Directions – Which lines in the listing below contain the word "cloud"? Locate each one and copy it out in full.

* START Data shown *

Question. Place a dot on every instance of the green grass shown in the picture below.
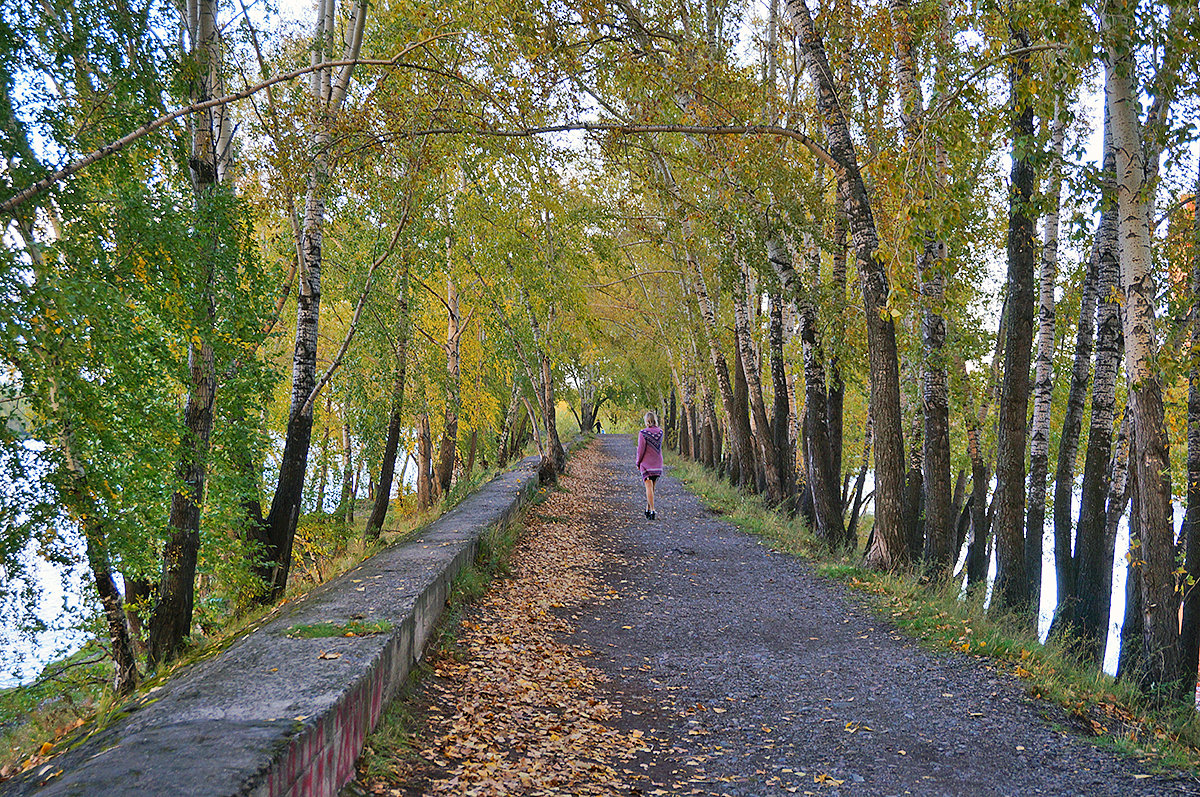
(395, 738)
(1115, 714)
(78, 690)
(353, 628)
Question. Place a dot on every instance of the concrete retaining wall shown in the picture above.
(276, 715)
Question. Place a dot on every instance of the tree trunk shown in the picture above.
(939, 533)
(741, 418)
(81, 504)
(172, 618)
(323, 475)
(424, 463)
(1012, 587)
(471, 454)
(762, 427)
(508, 433)
(345, 503)
(1150, 447)
(328, 94)
(1068, 441)
(1089, 563)
(444, 469)
(781, 415)
(821, 479)
(888, 547)
(1093, 599)
(1043, 382)
(1131, 661)
(834, 406)
(390, 447)
(1189, 642)
(858, 501)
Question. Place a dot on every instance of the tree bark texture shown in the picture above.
(815, 435)
(1131, 661)
(762, 429)
(1012, 587)
(781, 419)
(888, 546)
(424, 463)
(1043, 379)
(1161, 634)
(509, 431)
(1189, 631)
(453, 394)
(939, 534)
(172, 618)
(346, 501)
(1093, 598)
(328, 95)
(395, 421)
(1068, 441)
(1089, 564)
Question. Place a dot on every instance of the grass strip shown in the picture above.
(1114, 713)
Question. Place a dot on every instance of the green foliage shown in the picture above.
(349, 628)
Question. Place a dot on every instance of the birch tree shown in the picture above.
(328, 91)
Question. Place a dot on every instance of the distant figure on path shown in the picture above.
(649, 459)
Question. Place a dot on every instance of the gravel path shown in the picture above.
(755, 677)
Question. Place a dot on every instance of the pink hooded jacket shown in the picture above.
(649, 451)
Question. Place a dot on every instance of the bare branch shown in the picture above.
(13, 202)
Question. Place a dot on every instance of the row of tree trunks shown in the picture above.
(172, 619)
(346, 502)
(781, 412)
(937, 544)
(1161, 655)
(1043, 379)
(328, 95)
(1012, 588)
(1085, 609)
(424, 462)
(1191, 627)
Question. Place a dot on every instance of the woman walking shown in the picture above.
(649, 457)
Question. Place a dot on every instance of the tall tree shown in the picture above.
(328, 94)
(395, 413)
(1134, 190)
(172, 619)
(1043, 379)
(1012, 589)
(888, 547)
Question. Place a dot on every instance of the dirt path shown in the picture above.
(712, 665)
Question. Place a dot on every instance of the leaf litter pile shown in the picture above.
(515, 709)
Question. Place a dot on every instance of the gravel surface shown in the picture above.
(753, 676)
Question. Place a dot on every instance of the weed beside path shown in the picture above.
(719, 667)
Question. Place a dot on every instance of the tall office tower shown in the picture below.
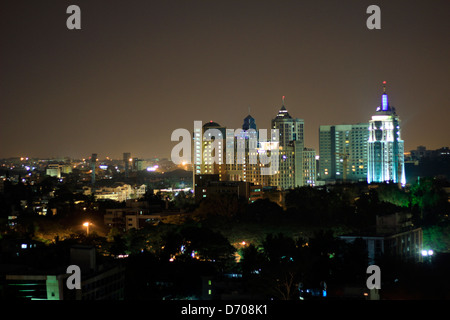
(385, 153)
(309, 167)
(126, 162)
(243, 162)
(241, 151)
(343, 152)
(209, 149)
(93, 165)
(291, 146)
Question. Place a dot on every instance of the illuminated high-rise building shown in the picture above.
(126, 162)
(343, 152)
(291, 145)
(385, 152)
(209, 149)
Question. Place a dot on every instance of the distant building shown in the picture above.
(394, 235)
(98, 281)
(118, 192)
(309, 167)
(53, 170)
(386, 148)
(291, 144)
(207, 185)
(343, 152)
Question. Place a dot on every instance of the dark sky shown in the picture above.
(140, 69)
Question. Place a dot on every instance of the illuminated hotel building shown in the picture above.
(291, 144)
(343, 152)
(385, 151)
(209, 152)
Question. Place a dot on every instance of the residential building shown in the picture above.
(343, 152)
(386, 148)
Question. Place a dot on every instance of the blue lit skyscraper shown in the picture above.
(385, 147)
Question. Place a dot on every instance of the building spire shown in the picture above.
(384, 99)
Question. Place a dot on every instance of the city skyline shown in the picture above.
(133, 74)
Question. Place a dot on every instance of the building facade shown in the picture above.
(343, 152)
(386, 148)
(291, 145)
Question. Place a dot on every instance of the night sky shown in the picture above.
(137, 70)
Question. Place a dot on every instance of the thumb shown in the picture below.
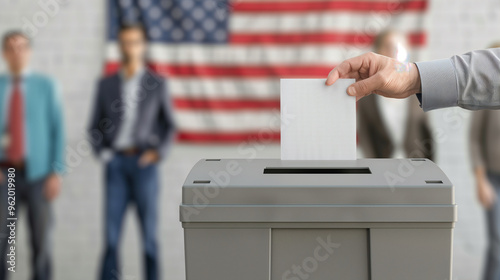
(364, 87)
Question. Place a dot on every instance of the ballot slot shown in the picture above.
(320, 170)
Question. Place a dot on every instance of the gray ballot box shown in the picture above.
(260, 219)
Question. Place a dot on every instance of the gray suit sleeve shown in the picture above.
(471, 81)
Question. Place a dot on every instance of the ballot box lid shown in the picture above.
(233, 184)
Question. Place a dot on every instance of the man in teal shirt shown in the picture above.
(31, 153)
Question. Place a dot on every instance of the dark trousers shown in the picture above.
(30, 195)
(126, 183)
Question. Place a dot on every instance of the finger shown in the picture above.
(346, 69)
(365, 87)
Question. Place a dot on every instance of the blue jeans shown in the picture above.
(127, 182)
(30, 195)
(492, 268)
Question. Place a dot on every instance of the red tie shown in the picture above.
(15, 150)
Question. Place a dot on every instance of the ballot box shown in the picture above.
(257, 219)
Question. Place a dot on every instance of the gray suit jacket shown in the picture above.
(471, 81)
(155, 124)
(374, 138)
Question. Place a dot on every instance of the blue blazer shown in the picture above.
(43, 124)
(155, 127)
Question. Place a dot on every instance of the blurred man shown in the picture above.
(393, 127)
(32, 145)
(131, 130)
(485, 155)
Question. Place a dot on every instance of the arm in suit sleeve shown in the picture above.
(476, 138)
(471, 81)
(167, 118)
(95, 133)
(57, 130)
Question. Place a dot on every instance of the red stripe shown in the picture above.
(209, 71)
(416, 39)
(228, 137)
(221, 104)
(313, 71)
(311, 6)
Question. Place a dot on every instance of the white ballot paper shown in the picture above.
(318, 122)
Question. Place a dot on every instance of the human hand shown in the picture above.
(52, 187)
(149, 157)
(377, 74)
(486, 193)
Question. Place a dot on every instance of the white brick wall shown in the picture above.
(70, 47)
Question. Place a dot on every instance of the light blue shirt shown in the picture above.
(44, 126)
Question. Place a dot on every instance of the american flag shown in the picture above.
(223, 59)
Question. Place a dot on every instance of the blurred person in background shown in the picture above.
(387, 127)
(32, 143)
(131, 130)
(485, 155)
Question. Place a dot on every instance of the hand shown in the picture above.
(52, 187)
(377, 74)
(149, 157)
(486, 193)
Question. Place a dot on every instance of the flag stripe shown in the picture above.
(249, 55)
(225, 88)
(225, 105)
(324, 21)
(228, 137)
(312, 6)
(203, 71)
(355, 39)
(228, 120)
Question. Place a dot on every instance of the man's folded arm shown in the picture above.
(471, 81)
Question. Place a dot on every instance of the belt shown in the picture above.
(129, 152)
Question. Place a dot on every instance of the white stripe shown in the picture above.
(347, 22)
(225, 88)
(228, 121)
(247, 55)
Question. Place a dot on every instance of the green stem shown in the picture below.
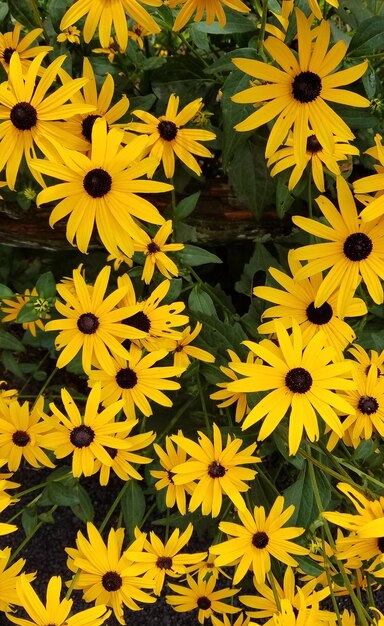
(27, 539)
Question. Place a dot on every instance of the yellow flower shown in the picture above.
(169, 458)
(297, 93)
(217, 469)
(31, 118)
(71, 34)
(102, 189)
(201, 595)
(106, 573)
(257, 539)
(87, 437)
(105, 15)
(183, 350)
(22, 434)
(354, 249)
(158, 559)
(14, 307)
(211, 8)
(10, 42)
(167, 138)
(154, 250)
(92, 324)
(54, 611)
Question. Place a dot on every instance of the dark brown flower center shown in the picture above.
(203, 603)
(97, 182)
(23, 116)
(153, 248)
(319, 315)
(21, 438)
(126, 378)
(313, 144)
(306, 87)
(368, 405)
(167, 130)
(140, 321)
(111, 581)
(82, 436)
(164, 562)
(7, 54)
(88, 323)
(298, 380)
(215, 470)
(357, 247)
(87, 126)
(260, 540)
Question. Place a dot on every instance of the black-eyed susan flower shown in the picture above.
(368, 401)
(217, 469)
(372, 183)
(30, 116)
(10, 42)
(91, 323)
(158, 321)
(201, 595)
(366, 526)
(105, 15)
(135, 381)
(296, 94)
(303, 380)
(354, 249)
(155, 250)
(168, 138)
(81, 125)
(226, 397)
(122, 458)
(87, 437)
(158, 560)
(213, 10)
(296, 300)
(12, 307)
(54, 611)
(106, 572)
(22, 434)
(315, 155)
(170, 457)
(257, 539)
(8, 580)
(303, 598)
(102, 189)
(182, 350)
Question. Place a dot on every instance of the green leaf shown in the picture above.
(133, 506)
(201, 302)
(46, 286)
(186, 206)
(249, 177)
(9, 342)
(29, 520)
(194, 256)
(28, 312)
(5, 292)
(26, 12)
(368, 38)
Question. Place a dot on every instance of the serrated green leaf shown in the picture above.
(186, 206)
(133, 506)
(201, 302)
(46, 286)
(26, 12)
(368, 38)
(194, 256)
(9, 342)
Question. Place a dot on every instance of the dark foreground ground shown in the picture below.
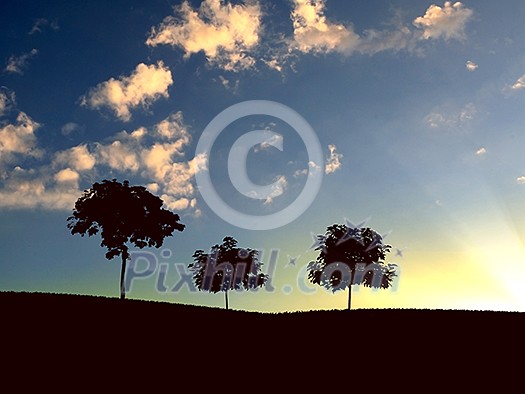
(39, 327)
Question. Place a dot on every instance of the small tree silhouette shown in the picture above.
(125, 214)
(227, 267)
(351, 256)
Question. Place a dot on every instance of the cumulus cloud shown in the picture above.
(333, 162)
(158, 155)
(143, 87)
(312, 32)
(37, 189)
(278, 188)
(42, 23)
(7, 100)
(471, 66)
(17, 64)
(79, 158)
(451, 117)
(70, 128)
(18, 138)
(224, 32)
(67, 176)
(446, 22)
(519, 84)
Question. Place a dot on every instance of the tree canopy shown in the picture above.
(227, 267)
(123, 214)
(349, 256)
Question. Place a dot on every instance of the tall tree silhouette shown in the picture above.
(227, 267)
(123, 214)
(351, 256)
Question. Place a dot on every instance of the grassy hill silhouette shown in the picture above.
(81, 324)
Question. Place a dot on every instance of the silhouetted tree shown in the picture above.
(227, 267)
(351, 256)
(123, 214)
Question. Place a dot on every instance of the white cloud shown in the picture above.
(78, 157)
(17, 64)
(451, 117)
(471, 66)
(224, 32)
(519, 84)
(19, 138)
(333, 162)
(7, 100)
(118, 156)
(40, 23)
(144, 86)
(444, 22)
(278, 188)
(157, 155)
(67, 176)
(69, 128)
(314, 33)
(29, 189)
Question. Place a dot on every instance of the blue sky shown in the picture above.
(417, 108)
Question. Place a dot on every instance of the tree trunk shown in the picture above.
(349, 297)
(123, 273)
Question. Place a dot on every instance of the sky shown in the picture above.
(404, 116)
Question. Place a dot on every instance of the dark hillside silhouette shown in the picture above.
(122, 214)
(351, 256)
(227, 267)
(55, 319)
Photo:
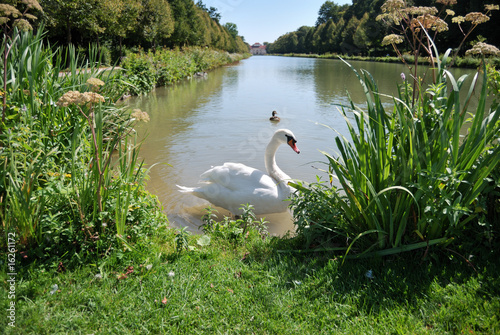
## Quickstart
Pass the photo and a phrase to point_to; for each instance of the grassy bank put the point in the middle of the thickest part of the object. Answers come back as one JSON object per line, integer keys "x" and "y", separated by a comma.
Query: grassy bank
{"x": 248, "y": 287}
{"x": 147, "y": 70}
{"x": 464, "y": 62}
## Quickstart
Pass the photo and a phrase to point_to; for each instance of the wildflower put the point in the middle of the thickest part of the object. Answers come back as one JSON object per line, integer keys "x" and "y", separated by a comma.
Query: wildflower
{"x": 69, "y": 98}
{"x": 491, "y": 7}
{"x": 89, "y": 98}
{"x": 447, "y": 2}
{"x": 429, "y": 22}
{"x": 422, "y": 10}
{"x": 54, "y": 289}
{"x": 476, "y": 18}
{"x": 393, "y": 10}
{"x": 483, "y": 49}
{"x": 8, "y": 10}
{"x": 392, "y": 6}
{"x": 32, "y": 4}
{"x": 140, "y": 115}
{"x": 95, "y": 83}
{"x": 392, "y": 39}
{"x": 458, "y": 19}
{"x": 22, "y": 24}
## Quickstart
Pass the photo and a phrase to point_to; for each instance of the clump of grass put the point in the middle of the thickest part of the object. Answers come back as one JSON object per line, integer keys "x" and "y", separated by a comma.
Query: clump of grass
{"x": 408, "y": 178}
{"x": 71, "y": 183}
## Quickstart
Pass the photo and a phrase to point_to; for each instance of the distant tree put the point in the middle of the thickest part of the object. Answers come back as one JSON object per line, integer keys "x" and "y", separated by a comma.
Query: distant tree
{"x": 157, "y": 22}
{"x": 127, "y": 19}
{"x": 214, "y": 14}
{"x": 330, "y": 10}
{"x": 232, "y": 29}
{"x": 361, "y": 38}
{"x": 187, "y": 28}
{"x": 328, "y": 37}
{"x": 347, "y": 45}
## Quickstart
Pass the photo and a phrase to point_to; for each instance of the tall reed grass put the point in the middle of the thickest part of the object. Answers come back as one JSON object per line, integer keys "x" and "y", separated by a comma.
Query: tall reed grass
{"x": 408, "y": 177}
{"x": 71, "y": 182}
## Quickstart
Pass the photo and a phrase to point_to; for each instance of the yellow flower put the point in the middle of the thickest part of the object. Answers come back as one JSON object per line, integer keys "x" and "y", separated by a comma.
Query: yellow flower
{"x": 140, "y": 115}
{"x": 491, "y": 7}
{"x": 89, "y": 98}
{"x": 392, "y": 39}
{"x": 429, "y": 22}
{"x": 421, "y": 10}
{"x": 458, "y": 19}
{"x": 69, "y": 98}
{"x": 95, "y": 82}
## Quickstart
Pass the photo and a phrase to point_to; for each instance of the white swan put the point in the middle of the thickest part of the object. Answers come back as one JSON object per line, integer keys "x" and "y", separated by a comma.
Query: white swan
{"x": 233, "y": 184}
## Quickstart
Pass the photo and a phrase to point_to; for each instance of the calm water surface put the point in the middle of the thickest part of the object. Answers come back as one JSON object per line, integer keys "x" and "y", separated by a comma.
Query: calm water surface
{"x": 224, "y": 117}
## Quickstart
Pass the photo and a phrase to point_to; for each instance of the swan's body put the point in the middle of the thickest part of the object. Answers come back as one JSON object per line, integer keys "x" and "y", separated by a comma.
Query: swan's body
{"x": 232, "y": 185}
{"x": 274, "y": 117}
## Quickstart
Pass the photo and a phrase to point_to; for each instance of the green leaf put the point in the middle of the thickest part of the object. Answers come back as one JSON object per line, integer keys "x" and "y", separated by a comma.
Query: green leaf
{"x": 204, "y": 241}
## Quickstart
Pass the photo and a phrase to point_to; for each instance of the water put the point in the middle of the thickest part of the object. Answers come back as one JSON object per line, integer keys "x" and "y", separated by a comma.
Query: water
{"x": 203, "y": 122}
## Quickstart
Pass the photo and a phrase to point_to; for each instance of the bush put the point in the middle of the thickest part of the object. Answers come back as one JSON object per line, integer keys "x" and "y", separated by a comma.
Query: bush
{"x": 71, "y": 184}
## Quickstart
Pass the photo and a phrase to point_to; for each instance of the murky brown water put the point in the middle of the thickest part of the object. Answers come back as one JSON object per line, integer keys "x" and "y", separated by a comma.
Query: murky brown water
{"x": 224, "y": 117}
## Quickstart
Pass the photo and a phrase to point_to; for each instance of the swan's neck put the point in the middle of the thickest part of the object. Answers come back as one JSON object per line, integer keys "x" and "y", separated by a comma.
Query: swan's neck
{"x": 272, "y": 168}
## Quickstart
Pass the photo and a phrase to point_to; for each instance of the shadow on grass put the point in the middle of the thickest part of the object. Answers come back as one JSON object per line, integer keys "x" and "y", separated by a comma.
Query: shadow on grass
{"x": 378, "y": 284}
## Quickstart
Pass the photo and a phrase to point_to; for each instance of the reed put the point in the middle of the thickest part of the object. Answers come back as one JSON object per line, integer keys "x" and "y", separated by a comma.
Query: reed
{"x": 64, "y": 151}
{"x": 408, "y": 178}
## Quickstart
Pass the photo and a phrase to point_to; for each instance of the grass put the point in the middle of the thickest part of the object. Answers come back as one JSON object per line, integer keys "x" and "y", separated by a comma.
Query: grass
{"x": 250, "y": 287}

* END Data shown *

Solution to the problem –
Question. Place a dot on every instance of the cumulus cloud shown in the picture above.
Question. Place a dot on every instance of the white cloud shown in the picture above.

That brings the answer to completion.